(Stored records)
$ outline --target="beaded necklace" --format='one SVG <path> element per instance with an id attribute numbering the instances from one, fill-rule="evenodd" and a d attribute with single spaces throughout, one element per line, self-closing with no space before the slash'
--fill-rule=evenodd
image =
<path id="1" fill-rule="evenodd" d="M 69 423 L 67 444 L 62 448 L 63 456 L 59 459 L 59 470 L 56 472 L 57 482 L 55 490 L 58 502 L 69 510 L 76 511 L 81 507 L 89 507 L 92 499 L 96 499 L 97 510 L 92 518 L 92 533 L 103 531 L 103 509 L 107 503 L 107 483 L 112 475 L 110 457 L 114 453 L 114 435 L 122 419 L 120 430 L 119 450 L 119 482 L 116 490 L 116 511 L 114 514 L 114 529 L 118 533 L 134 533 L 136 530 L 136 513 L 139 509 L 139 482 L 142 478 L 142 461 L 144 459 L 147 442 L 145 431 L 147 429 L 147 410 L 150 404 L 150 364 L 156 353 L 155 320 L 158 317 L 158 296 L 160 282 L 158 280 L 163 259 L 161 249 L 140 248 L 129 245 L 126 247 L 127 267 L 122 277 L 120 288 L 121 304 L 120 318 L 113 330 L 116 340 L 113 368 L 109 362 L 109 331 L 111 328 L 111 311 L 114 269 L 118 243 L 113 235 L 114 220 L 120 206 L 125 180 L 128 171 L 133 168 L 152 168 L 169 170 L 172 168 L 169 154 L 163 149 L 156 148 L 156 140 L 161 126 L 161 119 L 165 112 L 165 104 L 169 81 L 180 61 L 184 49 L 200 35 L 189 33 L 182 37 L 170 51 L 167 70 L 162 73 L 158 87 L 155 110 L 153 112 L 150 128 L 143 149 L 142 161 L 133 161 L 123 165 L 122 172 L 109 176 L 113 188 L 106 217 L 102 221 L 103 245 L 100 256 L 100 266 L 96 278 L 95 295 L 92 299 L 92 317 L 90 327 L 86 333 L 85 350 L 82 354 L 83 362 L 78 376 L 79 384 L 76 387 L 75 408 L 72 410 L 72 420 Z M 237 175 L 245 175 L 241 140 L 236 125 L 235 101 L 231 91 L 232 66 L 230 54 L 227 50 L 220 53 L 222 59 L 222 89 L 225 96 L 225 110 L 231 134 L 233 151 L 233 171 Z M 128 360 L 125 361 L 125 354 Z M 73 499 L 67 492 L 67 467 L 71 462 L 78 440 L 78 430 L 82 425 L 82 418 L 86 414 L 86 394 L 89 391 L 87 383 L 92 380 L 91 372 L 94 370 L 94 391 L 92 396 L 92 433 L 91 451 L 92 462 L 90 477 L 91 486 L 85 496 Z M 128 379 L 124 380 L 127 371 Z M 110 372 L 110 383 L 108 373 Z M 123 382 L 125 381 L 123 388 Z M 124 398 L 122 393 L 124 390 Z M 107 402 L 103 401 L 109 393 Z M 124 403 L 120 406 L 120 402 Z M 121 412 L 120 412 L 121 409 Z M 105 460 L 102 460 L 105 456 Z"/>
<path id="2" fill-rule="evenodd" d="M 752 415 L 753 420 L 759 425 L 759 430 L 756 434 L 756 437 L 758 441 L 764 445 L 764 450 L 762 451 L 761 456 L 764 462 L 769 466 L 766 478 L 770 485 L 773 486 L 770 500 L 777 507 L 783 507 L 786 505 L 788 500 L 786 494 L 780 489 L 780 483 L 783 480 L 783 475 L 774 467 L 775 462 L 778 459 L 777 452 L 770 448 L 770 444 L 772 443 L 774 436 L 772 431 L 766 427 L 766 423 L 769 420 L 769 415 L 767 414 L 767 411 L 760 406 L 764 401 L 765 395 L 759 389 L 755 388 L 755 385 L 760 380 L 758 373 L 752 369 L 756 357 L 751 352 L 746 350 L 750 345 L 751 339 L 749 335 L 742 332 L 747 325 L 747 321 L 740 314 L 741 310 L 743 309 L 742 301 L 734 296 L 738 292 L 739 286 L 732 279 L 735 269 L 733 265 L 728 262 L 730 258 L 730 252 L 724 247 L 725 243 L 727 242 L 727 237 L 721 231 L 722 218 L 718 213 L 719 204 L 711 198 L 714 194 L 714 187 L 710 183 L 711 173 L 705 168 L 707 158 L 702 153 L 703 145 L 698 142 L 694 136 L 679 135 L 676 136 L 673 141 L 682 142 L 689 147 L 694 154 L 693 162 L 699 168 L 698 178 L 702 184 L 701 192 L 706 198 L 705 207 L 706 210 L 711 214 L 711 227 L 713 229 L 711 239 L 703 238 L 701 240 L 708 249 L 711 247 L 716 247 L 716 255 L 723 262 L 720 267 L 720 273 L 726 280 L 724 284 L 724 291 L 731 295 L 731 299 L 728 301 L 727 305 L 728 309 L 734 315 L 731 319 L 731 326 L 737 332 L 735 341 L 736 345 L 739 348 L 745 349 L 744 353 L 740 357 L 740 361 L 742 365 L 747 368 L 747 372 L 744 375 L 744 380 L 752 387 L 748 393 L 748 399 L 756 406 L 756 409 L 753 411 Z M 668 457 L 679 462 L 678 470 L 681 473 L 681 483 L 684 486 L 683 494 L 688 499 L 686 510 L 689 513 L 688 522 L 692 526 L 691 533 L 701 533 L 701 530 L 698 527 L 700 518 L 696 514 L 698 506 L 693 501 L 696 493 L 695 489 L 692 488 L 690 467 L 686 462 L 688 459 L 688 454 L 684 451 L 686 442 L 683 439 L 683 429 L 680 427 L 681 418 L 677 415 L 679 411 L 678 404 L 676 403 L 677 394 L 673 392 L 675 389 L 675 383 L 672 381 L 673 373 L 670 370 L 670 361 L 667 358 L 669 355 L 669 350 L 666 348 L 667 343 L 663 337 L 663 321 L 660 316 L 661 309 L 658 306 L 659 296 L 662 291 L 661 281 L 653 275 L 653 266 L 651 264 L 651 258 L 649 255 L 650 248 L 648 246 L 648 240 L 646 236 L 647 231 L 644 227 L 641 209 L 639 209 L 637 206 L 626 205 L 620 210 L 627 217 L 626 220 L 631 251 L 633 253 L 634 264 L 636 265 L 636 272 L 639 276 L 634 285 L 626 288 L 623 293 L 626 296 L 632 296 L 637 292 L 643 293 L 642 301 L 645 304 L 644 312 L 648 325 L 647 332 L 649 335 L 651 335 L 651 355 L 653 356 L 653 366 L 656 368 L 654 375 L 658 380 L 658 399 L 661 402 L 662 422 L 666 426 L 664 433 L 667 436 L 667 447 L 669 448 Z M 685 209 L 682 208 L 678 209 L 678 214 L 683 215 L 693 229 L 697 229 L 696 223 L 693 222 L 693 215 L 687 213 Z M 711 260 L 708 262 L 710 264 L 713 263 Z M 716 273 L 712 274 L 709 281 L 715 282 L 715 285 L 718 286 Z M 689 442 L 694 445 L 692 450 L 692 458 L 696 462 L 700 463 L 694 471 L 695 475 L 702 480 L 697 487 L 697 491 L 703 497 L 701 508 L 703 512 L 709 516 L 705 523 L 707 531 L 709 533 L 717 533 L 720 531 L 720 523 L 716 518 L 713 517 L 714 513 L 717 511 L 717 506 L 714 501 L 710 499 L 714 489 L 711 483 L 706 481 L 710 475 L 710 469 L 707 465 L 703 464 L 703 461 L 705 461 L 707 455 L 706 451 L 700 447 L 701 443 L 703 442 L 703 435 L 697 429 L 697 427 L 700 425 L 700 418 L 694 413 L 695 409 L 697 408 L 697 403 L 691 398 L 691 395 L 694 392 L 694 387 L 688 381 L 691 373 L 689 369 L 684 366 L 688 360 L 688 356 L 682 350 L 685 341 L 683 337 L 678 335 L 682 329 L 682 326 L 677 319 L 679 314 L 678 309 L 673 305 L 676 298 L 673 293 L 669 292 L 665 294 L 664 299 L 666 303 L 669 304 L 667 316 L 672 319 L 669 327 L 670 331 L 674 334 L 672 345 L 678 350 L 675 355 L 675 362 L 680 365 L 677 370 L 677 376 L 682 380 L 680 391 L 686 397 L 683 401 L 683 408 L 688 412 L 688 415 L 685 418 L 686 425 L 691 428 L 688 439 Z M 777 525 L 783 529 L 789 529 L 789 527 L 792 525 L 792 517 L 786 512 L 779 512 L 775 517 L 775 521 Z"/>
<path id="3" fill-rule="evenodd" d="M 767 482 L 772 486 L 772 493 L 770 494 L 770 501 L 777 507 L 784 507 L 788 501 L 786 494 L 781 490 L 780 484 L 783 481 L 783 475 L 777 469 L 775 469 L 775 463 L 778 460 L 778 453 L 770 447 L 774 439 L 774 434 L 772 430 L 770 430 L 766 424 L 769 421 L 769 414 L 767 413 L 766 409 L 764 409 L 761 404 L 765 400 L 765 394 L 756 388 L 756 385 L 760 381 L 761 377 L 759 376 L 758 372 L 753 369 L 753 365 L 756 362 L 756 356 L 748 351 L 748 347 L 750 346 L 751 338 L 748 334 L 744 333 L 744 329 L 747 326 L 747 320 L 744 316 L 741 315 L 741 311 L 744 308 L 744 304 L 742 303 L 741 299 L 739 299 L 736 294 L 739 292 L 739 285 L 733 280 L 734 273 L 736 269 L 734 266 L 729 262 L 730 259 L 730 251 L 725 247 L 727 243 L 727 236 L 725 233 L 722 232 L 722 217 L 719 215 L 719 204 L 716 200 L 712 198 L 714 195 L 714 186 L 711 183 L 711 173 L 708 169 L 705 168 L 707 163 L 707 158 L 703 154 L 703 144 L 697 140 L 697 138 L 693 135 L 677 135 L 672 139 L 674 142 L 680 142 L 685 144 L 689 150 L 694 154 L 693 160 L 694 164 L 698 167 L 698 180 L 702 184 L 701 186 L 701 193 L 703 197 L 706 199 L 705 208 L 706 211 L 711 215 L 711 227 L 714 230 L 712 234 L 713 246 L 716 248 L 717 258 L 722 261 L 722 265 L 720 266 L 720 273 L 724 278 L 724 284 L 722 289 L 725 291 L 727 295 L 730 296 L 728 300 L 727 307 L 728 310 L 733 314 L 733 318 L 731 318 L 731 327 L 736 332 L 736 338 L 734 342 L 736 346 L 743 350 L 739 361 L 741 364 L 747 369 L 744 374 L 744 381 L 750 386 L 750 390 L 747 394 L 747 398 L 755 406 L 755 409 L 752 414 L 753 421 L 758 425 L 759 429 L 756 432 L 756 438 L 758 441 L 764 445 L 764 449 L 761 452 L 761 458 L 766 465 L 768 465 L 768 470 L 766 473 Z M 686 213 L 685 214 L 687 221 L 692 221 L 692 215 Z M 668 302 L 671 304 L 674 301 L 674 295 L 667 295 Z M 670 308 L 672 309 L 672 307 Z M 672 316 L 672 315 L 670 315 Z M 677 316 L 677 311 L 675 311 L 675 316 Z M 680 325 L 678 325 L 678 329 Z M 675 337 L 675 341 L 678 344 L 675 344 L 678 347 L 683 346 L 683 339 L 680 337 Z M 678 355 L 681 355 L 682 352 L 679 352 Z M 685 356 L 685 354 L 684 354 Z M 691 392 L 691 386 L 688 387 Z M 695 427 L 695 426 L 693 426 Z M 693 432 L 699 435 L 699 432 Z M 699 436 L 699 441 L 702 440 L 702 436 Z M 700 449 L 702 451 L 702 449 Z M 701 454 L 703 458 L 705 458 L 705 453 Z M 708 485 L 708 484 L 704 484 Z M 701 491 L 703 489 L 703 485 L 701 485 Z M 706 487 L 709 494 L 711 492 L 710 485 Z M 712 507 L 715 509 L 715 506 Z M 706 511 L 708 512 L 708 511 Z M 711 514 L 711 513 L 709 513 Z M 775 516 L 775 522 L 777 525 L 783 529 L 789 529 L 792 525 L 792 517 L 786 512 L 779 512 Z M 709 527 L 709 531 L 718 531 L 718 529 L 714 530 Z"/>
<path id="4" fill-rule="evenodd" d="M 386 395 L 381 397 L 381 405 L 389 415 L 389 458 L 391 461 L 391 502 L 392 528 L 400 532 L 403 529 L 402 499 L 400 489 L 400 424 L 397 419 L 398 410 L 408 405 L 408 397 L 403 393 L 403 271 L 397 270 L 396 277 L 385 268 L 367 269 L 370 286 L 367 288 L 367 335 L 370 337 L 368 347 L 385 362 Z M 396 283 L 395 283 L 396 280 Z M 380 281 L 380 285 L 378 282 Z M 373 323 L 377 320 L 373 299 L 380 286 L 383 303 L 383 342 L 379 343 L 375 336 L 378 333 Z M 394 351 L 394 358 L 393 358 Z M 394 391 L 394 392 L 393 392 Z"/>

▸ **PROBLEM DETAILS**:
Your response should be the lines above from the first to the one containing "--fill-rule=evenodd", inclusive, each given exactly.

▸ **PROBLEM SOLUTION**:
$ outline --target="beaded necklace" --format='one SVG <path> element per instance with an id attribute numbering the instances from one, fill-rule="evenodd" and a d attribute with single spaces throughout, one element per line, self-closing with no space before the slash'
--fill-rule=evenodd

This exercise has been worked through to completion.